# [Tasks to carry out]
- 1) In the award announcement, what is the deadline for all ballots?
- 2) Render this sentence from the award announcement in Spanish: "Both winners will be determined by students from around the world."
- 3) Reproduce the award announcement word for word, from "CCL is also" to "Mo Willems. HarperCollins.".

New York’s Bank Street Center for Children’s Literature (CCL) has announced the finalists for its Irma Black Award for the best read-aloud picture book for first and second grade, and the finalists for its Cook Prize for the best picture book that teaches science, technology, engineering, and math (STEM) principles. Both winners will be determined by students from around the world.
To encourage participation in the process, CCL is offering suggested discussion guidelines for use in hosting your own picture-book talks, plus an easy online registration form to sign up to be part of the voting. The deadline for all ballots is April 15.
CCL is also inviting children to create their own clever campaigns in order to lobby for their favorite Irma Black Award and Cook Prize candidates, according to Jennifer M. Brown, CCL’s interim director. “Please feel free to send us photos of your students’ posters, murals, bookmarks, and campaign speeches,” she says. She can be contacted via email@example.com.
The 2013 Irma Black Award
The four picture book finalists chosen for the Irma Simonton Black and James H. Black Award for Excellence in Children’s Literature are:
Goldilocks and the Three Dinosaurs. Mo Willems. HarperCollins.
This Is Not My Hat. Jon Klassen. Candlewick.
Big Mean Mike. Michelle Knudsen. Illus. by Scott Magoon. Candlewick.
The Duckling Gets a Cookie!? Mo Willems. Hyperion (Disney).
The finalists were chosen by third- and fourth-graders at the Bank Street School for Children from a pool of 16 read-aloud books chosen by a jury of teachers, librarians, reviewers, graduate faculty, Bank Street College alumni, and members of the Bank Street Children’s Book Committee.
The students spent a month—one week each with rotating sets of four books—working together with their teacher to vote for their favorite book each week, then met with interim children’s librarian Allie Bruce to discuss the 8 books with the most votes and choose the finalists.
Through these discussions, the students helped each other become sophisticated picture book evaluators, as evidenced by a talk about Jon Klassen’s This Is Not My Hat, Bruce tells SLJ. As she notes, one student observed, “The words are the fish telling you a story, but if you look at the pictures, everything he’s telling you is wrong,” while another student added, “That’s how the words and pictures work together!”

Data excerpts:
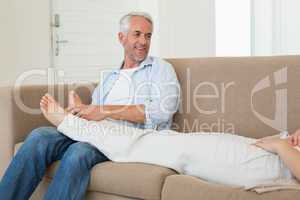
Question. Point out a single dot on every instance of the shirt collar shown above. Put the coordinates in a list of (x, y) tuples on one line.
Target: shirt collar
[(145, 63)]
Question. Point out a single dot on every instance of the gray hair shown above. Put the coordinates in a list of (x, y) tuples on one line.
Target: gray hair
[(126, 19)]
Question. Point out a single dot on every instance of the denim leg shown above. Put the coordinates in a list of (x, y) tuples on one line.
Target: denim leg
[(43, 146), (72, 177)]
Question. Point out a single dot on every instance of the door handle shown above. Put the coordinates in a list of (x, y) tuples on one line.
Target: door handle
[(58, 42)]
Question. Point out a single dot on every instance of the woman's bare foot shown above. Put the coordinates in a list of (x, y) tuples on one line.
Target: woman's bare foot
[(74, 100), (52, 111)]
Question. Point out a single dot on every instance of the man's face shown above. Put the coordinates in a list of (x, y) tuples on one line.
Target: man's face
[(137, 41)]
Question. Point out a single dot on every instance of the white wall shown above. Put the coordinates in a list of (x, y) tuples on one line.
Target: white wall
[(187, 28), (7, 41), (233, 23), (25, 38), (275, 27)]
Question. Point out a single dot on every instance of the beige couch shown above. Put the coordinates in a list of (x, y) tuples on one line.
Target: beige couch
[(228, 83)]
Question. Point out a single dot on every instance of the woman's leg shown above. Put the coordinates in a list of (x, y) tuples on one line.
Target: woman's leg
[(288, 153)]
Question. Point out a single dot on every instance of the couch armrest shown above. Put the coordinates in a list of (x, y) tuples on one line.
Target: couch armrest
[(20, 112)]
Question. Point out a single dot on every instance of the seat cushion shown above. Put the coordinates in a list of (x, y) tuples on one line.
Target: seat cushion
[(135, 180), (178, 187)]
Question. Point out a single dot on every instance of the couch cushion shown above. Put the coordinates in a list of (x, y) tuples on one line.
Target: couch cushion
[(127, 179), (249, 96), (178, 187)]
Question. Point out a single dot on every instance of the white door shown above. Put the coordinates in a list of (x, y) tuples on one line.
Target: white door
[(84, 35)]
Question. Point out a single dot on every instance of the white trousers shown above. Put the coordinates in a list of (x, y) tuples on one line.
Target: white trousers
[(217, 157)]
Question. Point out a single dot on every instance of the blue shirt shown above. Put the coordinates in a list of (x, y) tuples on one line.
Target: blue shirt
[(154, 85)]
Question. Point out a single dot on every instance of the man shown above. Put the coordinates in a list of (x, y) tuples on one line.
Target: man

---

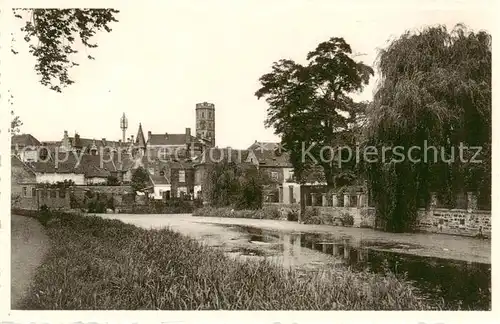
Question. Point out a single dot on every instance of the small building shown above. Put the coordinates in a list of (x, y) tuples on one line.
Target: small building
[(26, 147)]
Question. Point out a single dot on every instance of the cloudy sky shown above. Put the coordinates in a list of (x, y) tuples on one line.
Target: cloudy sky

# [Answers by task]
- 1) April 15

- 2) Ambos ganadores serán elegidos por estudiantes de todo el mundo.

- 3)
CCL is also inviting children to create their own clever campaigns in order to lobby for their favorite Irma Black Award and Cook Prize candidates, according to Jennifer M. Brown, CCL’s interim director. “Please feel free to send us photos of your students’ posters, murals, bookmarks, and campaign speeches,” she says. She can be contacted via email@example.com.
The 2013 Irma Black Award
The four picture book finalists chosen for the Irma Simonton Black and James H. Black Award for Excellence in Children’s Literature are:
Goldilocks and the Three Dinosaurs. Mo Willems. HarperCollins.